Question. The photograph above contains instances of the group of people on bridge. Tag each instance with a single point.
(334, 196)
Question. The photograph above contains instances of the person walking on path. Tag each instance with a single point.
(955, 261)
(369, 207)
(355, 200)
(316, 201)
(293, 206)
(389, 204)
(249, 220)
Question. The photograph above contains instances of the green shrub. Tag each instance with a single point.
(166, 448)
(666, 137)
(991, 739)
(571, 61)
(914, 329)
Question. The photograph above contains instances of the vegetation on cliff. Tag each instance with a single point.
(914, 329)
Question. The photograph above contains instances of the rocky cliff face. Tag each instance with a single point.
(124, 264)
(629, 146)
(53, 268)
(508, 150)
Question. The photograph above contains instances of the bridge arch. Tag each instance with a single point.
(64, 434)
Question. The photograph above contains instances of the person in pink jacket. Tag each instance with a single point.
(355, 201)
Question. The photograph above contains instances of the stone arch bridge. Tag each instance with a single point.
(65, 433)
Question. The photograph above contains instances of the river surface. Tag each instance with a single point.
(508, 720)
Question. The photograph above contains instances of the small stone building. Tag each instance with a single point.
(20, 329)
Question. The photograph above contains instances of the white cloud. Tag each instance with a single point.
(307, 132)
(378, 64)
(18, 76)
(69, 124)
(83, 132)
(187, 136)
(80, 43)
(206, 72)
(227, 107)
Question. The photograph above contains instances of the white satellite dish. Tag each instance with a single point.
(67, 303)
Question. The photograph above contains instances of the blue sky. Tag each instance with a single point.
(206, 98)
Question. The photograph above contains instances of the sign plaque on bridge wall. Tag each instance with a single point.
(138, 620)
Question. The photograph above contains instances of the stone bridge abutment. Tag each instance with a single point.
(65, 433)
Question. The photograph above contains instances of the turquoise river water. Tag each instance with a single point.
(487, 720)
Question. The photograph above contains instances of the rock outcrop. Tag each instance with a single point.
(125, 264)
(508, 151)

------

## Instructions to follow
Word for word, give back all of the records.

## Final answer
Question. The photograph above contains instances of the group of people on bridge. Tag each instance with a single point.
(334, 196)
Question. The photograph above contains instances of the person walking on path. Tag each instance with a single point.
(955, 261)
(369, 207)
(355, 200)
(316, 201)
(293, 206)
(389, 204)
(249, 220)
Question. The photograph above contains instances of the green shrub. Tag each instance with a single point.
(166, 448)
(666, 137)
(991, 739)
(571, 61)
(914, 329)
Question. The photograph above contains instances of the vegetation on cliff. Tag each instance with a single point.
(914, 329)
Question. The photograph above contains instances of the rocky cliff face. Tag each instance with a single point.
(124, 264)
(629, 146)
(53, 268)
(508, 150)
Question. The photograph above contains instances of the bridge arch. Tag each instance with a single point.
(64, 434)
Question. The photograph above contains instances of the person in pink jacket. Tag each instance with a single point.
(355, 201)
Question. The photograph above contains instances of the stone arch bridge. Tag each instance with a single point.
(65, 433)
Question. The photograph above contains instances of the river surface. Tag each instance with a single point.
(508, 720)
Question. The photograph above contains instances of the small stone building. Tag each instance with a single point.
(20, 329)
Question. The photograph above contains instances of the white cloud. Tag each instance with a single point.
(307, 132)
(378, 64)
(18, 76)
(69, 124)
(83, 132)
(187, 136)
(80, 43)
(206, 72)
(227, 107)
Question. The photograph above contains instances of the white satellite dish. Tag each instance with a single point.
(67, 303)
Question. The photograph above contains instances of the blue sky. Tag each instance with a single point.
(206, 98)
Question. The photograph above contains instances of the sign plaque on bridge wall. Tag each instance with a single point.
(138, 620)
Question. The photograph above contains instances of the stone bridge abutment. Tag each instance with a single point.
(65, 433)
Question. The photograph above contains instances of the turquoise river water. Tag each instance with a single point.
(487, 720)
Question. The photograph above contains instances of the rock outcrop. Tag each instance with a single point.
(125, 264)
(508, 151)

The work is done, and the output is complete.